RECORDS FOR THIS EXERCISE -
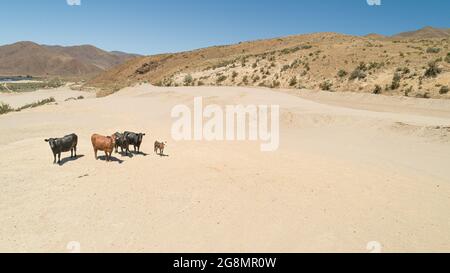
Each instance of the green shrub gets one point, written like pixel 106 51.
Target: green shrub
pixel 245 80
pixel 326 86
pixel 221 79
pixel 396 81
pixel 188 80
pixel 285 68
pixel 36 104
pixel 5 108
pixel 444 90
pixel 358 73
pixel 293 81
pixel 377 89
pixel 342 73
pixel 433 50
pixel 433 70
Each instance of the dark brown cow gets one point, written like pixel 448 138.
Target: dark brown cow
pixel 105 144
pixel 160 146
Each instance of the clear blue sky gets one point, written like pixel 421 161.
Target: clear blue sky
pixel 157 26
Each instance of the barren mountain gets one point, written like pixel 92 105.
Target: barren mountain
pixel 28 58
pixel 326 61
pixel 425 33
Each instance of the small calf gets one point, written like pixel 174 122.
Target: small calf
pixel 62 145
pixel 102 143
pixel 122 142
pixel 160 146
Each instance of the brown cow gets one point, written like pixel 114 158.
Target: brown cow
pixel 105 144
pixel 160 146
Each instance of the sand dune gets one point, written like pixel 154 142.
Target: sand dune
pixel 351 169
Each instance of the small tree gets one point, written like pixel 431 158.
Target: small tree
pixel 342 73
pixel 188 80
pixel 377 89
pixel 396 81
pixel 444 90
pixel 293 81
pixel 326 86
pixel 433 70
pixel 5 108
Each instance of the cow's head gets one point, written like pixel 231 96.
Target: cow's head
pixel 52 142
pixel 140 137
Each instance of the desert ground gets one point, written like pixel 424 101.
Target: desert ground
pixel 351 169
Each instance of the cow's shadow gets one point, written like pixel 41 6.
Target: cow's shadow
pixel 111 159
pixel 69 159
pixel 123 154
pixel 139 153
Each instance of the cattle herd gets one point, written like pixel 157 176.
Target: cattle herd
pixel 107 144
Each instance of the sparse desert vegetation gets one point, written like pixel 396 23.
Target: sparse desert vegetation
pixel 30 86
pixel 403 66
pixel 6 108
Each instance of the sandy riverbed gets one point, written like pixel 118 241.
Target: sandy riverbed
pixel 350 169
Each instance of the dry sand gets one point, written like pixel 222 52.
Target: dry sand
pixel 350 170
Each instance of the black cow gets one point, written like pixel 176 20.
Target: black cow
pixel 122 142
pixel 134 139
pixel 62 145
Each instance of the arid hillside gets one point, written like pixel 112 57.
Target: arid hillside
pixel 399 65
pixel 28 58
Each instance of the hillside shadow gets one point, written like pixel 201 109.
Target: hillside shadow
pixel 111 159
pixel 123 154
pixel 69 159
pixel 139 153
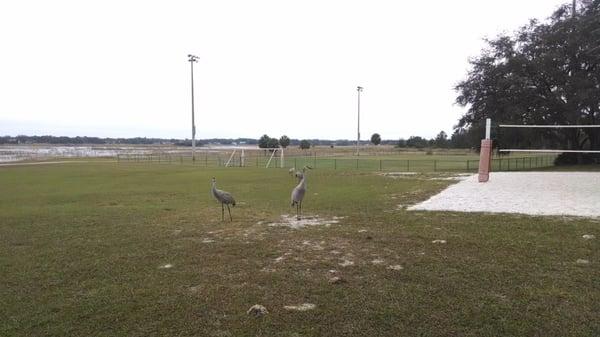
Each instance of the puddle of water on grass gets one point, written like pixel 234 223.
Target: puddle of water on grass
pixel 288 220
pixel 346 263
pixel 301 307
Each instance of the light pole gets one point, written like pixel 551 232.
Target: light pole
pixel 358 90
pixel 192 59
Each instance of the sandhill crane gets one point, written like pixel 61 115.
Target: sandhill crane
pixel 299 192
pixel 225 198
pixel 294 173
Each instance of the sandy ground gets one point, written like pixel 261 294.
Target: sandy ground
pixel 533 193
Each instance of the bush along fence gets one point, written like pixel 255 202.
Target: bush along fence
pixel 402 165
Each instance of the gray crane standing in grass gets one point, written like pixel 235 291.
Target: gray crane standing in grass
pixel 299 192
pixel 295 174
pixel 225 198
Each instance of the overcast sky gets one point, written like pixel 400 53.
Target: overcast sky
pixel 119 68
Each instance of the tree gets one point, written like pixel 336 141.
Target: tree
pixel 263 142
pixel 376 139
pixel 547 73
pixel 304 144
pixel 284 141
pixel 441 140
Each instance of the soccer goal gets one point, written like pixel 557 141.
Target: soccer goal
pixel 244 157
pixel 486 145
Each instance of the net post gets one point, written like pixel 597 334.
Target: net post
pixel 485 154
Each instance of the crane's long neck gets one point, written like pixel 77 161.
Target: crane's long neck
pixel 303 180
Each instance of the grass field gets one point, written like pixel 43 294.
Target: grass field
pixel 82 245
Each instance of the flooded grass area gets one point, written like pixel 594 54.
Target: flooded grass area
pixel 122 249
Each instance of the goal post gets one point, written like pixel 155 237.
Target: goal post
pixel 242 156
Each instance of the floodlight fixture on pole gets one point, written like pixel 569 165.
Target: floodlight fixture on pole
pixel 359 89
pixel 192 59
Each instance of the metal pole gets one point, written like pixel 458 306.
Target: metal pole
pixel 358 89
pixel 193 59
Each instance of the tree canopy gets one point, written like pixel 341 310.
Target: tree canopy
pixel 547 73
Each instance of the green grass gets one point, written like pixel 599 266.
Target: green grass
pixel 81 246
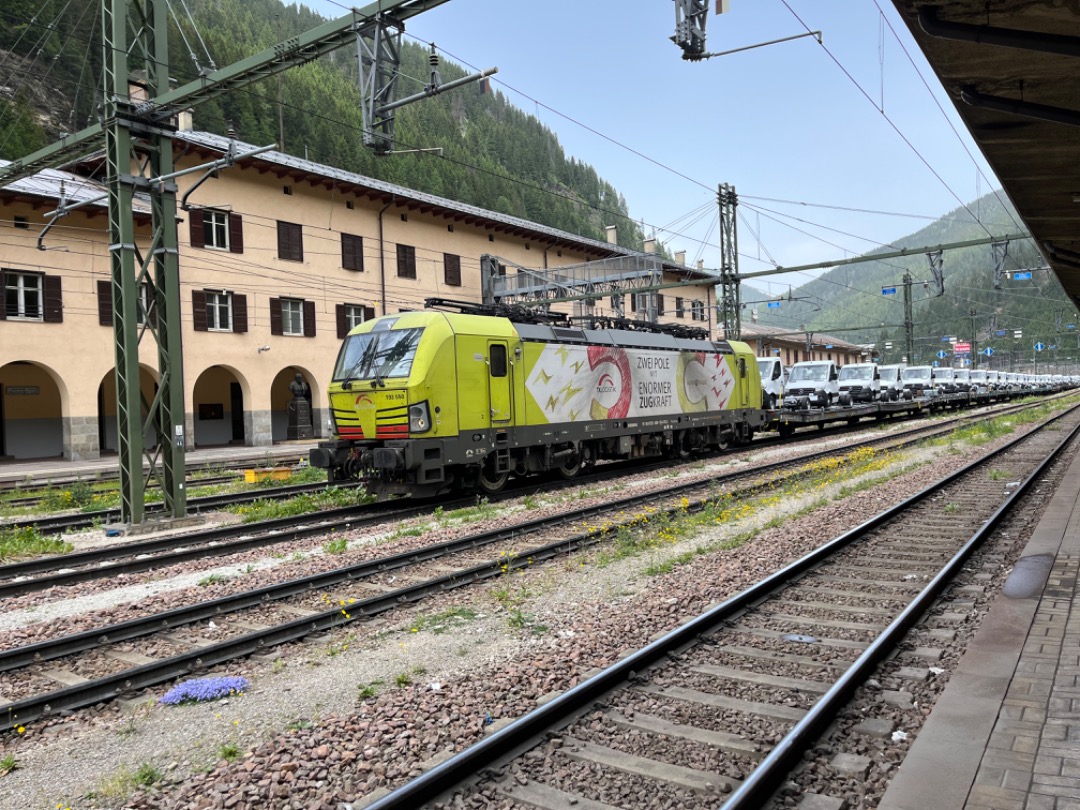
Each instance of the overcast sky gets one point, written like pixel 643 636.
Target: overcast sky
pixel 783 122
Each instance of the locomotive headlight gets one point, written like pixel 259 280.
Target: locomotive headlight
pixel 419 419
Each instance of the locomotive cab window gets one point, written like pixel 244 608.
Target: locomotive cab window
pixel 498 360
pixel 377 355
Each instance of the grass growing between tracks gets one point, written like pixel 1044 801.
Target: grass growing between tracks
pixel 988 430
pixel 300 504
pixel 84 496
pixel 28 542
pixel 655 530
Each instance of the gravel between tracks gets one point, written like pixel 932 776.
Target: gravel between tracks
pixel 308 738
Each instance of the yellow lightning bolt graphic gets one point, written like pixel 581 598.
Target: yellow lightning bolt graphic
pixel 568 390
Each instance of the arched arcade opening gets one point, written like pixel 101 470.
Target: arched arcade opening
pixel 31 413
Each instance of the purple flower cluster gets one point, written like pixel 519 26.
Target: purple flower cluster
pixel 197 690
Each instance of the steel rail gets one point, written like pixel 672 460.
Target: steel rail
pixel 784 756
pixel 17 575
pixel 64 523
pixel 523 732
pixel 151 674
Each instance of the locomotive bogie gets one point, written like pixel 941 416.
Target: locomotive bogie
pixel 424 402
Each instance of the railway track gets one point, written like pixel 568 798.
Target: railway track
pixel 103 476
pixel 59 524
pixel 721 711
pixel 132 557
pixel 281 612
pixel 76 522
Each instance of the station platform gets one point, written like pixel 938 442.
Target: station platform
pixel 1006 732
pixel 35 472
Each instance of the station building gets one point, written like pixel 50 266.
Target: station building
pixel 279 258
pixel 792 347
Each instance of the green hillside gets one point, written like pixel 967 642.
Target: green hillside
pixel 495 156
pixel 850 297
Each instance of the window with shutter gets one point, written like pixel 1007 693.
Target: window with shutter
pixel 54 299
pixel 105 302
pixel 24 295
pixel 406 261
pixel 235 233
pixel 350 315
pixel 289 241
pixel 352 253
pixel 199 310
pixel 196 227
pixel 291 315
pixel 239 312
pixel 277 318
pixel 215 229
pixel 451 269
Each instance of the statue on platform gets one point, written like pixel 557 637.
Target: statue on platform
pixel 299 409
pixel 300 388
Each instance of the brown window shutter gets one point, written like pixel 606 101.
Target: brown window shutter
pixel 352 252
pixel 151 301
pixel 342 323
pixel 275 325
pixel 199 309
pixel 283 241
pixel 235 233
pixel 239 312
pixel 198 223
pixel 105 302
pixel 54 300
pixel 451 269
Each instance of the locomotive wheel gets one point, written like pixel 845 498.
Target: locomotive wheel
pixel 491 482
pixel 571 468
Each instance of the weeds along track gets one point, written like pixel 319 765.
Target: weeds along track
pixel 770 698
pixel 70 521
pixel 94 661
pixel 107 563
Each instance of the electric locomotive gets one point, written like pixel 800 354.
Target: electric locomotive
pixel 431 401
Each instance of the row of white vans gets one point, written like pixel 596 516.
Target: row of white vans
pixel 822 383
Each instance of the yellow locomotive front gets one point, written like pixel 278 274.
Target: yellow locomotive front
pixel 410 401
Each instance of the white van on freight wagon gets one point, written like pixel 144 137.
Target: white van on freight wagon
pixel 773 380
pixel 892 381
pixel 918 381
pixel 812 382
pixel 860 382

SET TASK -
Copy every row above word for word, leaving out the pictures.

ANSWER TO THE PROBLEM -
Each instance of the green shrub gets one point, written like pixel 106 51.
Target: green shrub
pixel 245 80
pixel 326 86
pixel 221 79
pixel 396 81
pixel 188 80
pixel 285 68
pixel 36 104
pixel 5 108
pixel 444 90
pixel 358 73
pixel 293 81
pixel 377 89
pixel 342 73
pixel 433 50
pixel 433 70
Each instance of the dark brown cow gets one point, written like pixel 448 138.
Target: dark brown cow
pixel 105 144
pixel 160 146
Each instance of the clear blue sky gets one point, written like pixel 421 161.
Target: clear blue sky
pixel 157 26
Each instance of the barren mountain gets one point, written like pixel 92 105.
Target: barren mountain
pixel 28 58
pixel 326 61
pixel 425 33
Each instance of the small calf gets one point, written like pixel 174 122.
Target: small calf
pixel 62 145
pixel 102 143
pixel 122 142
pixel 160 146
Each instance of the brown cow gets one point, written like pixel 114 158.
Target: brown cow
pixel 105 144
pixel 160 146
Each instance of the sand dune gets one point, written like pixel 154 142.
Target: sand dune
pixel 351 169
Each instance of the small tree gets one point, written like pixel 431 158.
Target: small tree
pixel 342 73
pixel 188 80
pixel 377 89
pixel 396 81
pixel 444 90
pixel 293 81
pixel 326 86
pixel 433 70
pixel 5 108
Each instance of the cow's head gets one point, written like pixel 231 96.
Target: cow's head
pixel 52 142
pixel 140 137
Each instance of the desert ground gets one point, written like pixel 424 101.
Target: desert ground
pixel 351 169
Each instance of the cow's shadow gets one point, written like pixel 41 6.
Target: cow's shadow
pixel 111 159
pixel 69 159
pixel 123 154
pixel 139 153
Each instance of the cattle herd gets one point, written like pixel 157 176.
Target: cattle herd
pixel 107 144
Each instance of the sparse desert vegetation gets one point, written like pixel 396 23.
Target: sparse desert vegetation
pixel 30 86
pixel 403 66
pixel 6 108
Each instance of the sandy riverbed gets one point, written like pixel 118 241.
Target: sandy riverbed
pixel 350 169
Each instance of the dry sand gets one point, written like pixel 222 52.
Target: dry sand
pixel 350 170
Each instance of the black cow gets one point, written like pixel 176 20.
Target: black cow
pixel 122 142
pixel 134 139
pixel 62 145
Each instance of the arid hillside gets one point, written like pixel 112 57.
Target: arid hillside
pixel 399 65
pixel 28 58
Each instance of the hillside shadow gets one point, written like pixel 201 109.
Target: hillside shadow
pixel 111 159
pixel 123 154
pixel 69 159
pixel 139 153
Each instance of the puddle of water on grass gets one point, written like pixel 234 223.
Target: puddle of water on grass
pixel 288 220
pixel 346 263
pixel 301 307
Each instance of the light pole gets one point, written like pixel 551 232.
Target: light pole
pixel 358 90
pixel 192 59
Each instance of the sandhill crane gets one point, written like pixel 61 115.
Target: sandhill crane
pixel 299 192
pixel 225 198
pixel 294 173
Each instance of the sandy ground gets one point, written like pixel 261 294.
Target: sandy ground
pixel 533 193
Each instance of the bush along fence gets one point, written like pixel 255 202.
Target: bush along fence
pixel 402 165
Each instance of the gray crane standing in grass gets one point, written like pixel 235 291.
Target: gray crane standing in grass
pixel 299 192
pixel 295 174
pixel 225 198
Each instance of the overcast sky gets one point, written like pixel 400 53.
Target: overcast sky
pixel 119 68
Each instance of the tree gets one point, written like pixel 336 141.
Target: tree
pixel 263 142
pixel 376 139
pixel 547 73
pixel 304 144
pixel 284 141
pixel 441 140
Each instance of the soccer goal gets one point, written like pixel 557 141.
Target: soccer goal
pixel 244 157
pixel 486 145
Each instance of the net post gets one point, written like pixel 597 334.
Target: net post
pixel 485 154
Each instance of the crane's long neck gets one point, written like pixel 77 161.
Target: crane's long neck
pixel 303 180
Each instance of the grass field gets one point, written like pixel 43 294.
Target: grass field
pixel 82 245
Each instance of the flooded grass area gets one point, written like pixel 594 54.
Target: flooded grass area
pixel 122 249
Each instance of the goal post gets one point, written like pixel 155 237.
Target: goal post
pixel 242 156
Each instance of the floodlight fixture on pole gets one point, written like pixel 569 165.
Target: floodlight fixture on pole
pixel 359 89
pixel 192 59
Each instance of the metal pole gets one point, written like pixel 458 306.
Target: metal pole
pixel 358 89
pixel 193 59
Each instance of the tree canopy gets one point, written like pixel 341 310.
Target: tree canopy
pixel 547 73
Each instance of the green grass gets one point, written like pixel 599 266.
Target: green grass
pixel 81 246
Each instance of the overcast sky gets one point, written like pixel 643 636.
Target: overcast sky
pixel 783 122
Each instance of the locomotive headlight gets one point, written like pixel 259 280.
Target: locomotive headlight
pixel 419 419
Each instance of the locomotive cab window gets one point, written like pixel 244 608.
Target: locomotive cab window
pixel 498 360
pixel 377 355
Each instance of the grass growing between tracks gets one point, written like pixel 1044 801.
Target: grass growing between tracks
pixel 988 430
pixel 300 504
pixel 84 496
pixel 28 542
pixel 655 530
Each instance of the gravel between tracks gets one point, written like pixel 932 776.
Target: gravel between tracks
pixel 308 738
Each instance of the yellow lightning bolt graphic gets one point, written like pixel 581 598.
Target: yellow lightning bolt graphic
pixel 568 390
Each instance of the arched arcade opening gets one point, written like pixel 101 470.
Target: arched arcade opening
pixel 31 413
Each instance of the purple flower cluster gets one point, written like pixel 519 26.
Target: purple flower cluster
pixel 197 690
Each instance of the steel rail gets one point, written like pixel 672 460.
Target: steel rail
pixel 784 756
pixel 17 575
pixel 64 523
pixel 523 732
pixel 151 674
Each instance of the locomotive bogie gets one point, written like pixel 941 416.
Target: locomotive bogie
pixel 424 402
Each instance of the railway track gets one point, written like pixel 568 798.
Target: railway track
pixel 103 476
pixel 59 524
pixel 721 711
pixel 132 557
pixel 281 612
pixel 76 522
Each instance of the station platform gets one point, written like pixel 938 442.
Target: station platform
pixel 1006 732
pixel 35 472
Each instance of the station building gets one point, written like pixel 50 266.
Target: station building
pixel 279 258
pixel 792 347
Each instance of the green hillside gets one point, written like pixel 967 642.
Target: green hillside
pixel 495 156
pixel 850 297
Each instance of the window with shutter gets one point, written like pixel 1007 693.
Target: window with shutter
pixel 54 299
pixel 105 302
pixel 24 295
pixel 406 261
pixel 235 233
pixel 350 315
pixel 289 241
pixel 352 253
pixel 199 310
pixel 196 227
pixel 291 315
pixel 239 312
pixel 277 318
pixel 215 229
pixel 451 269
Each instance of the statue on platform gets one point, written like pixel 557 637.
Target: statue on platform
pixel 299 409
pixel 300 388
Each instance of the brown window shutter gets one point, written like pixel 606 101.
Target: brown window shutter
pixel 352 252
pixel 151 301
pixel 342 323
pixel 275 325
pixel 199 309
pixel 283 241
pixel 235 233
pixel 239 312
pixel 198 223
pixel 105 302
pixel 54 300
pixel 451 269
Each instance of the locomotive wheel gets one point, written like pixel 845 498.
Target: locomotive wheel
pixel 491 482
pixel 571 468
Each instance of the weeds along track gets one point, written like pixel 319 765.
Target: weeds along track
pixel 770 698
pixel 70 521
pixel 94 661
pixel 107 563
Each instance of the electric locomotive gets one point, written like pixel 800 354.
Target: electric locomotive
pixel 431 401
Each instance of the row of white vans gets one point, written like pixel 596 516.
Target: row of white vans
pixel 822 383
Each instance of the yellow locomotive front gets one point, written like pixel 278 274.
Target: yellow locomotive front
pixel 410 401
Each instance of the white van on freight wagon gets one point, written like pixel 144 137.
Target: white van on freight wagon
pixel 773 380
pixel 892 381
pixel 918 381
pixel 812 382
pixel 860 382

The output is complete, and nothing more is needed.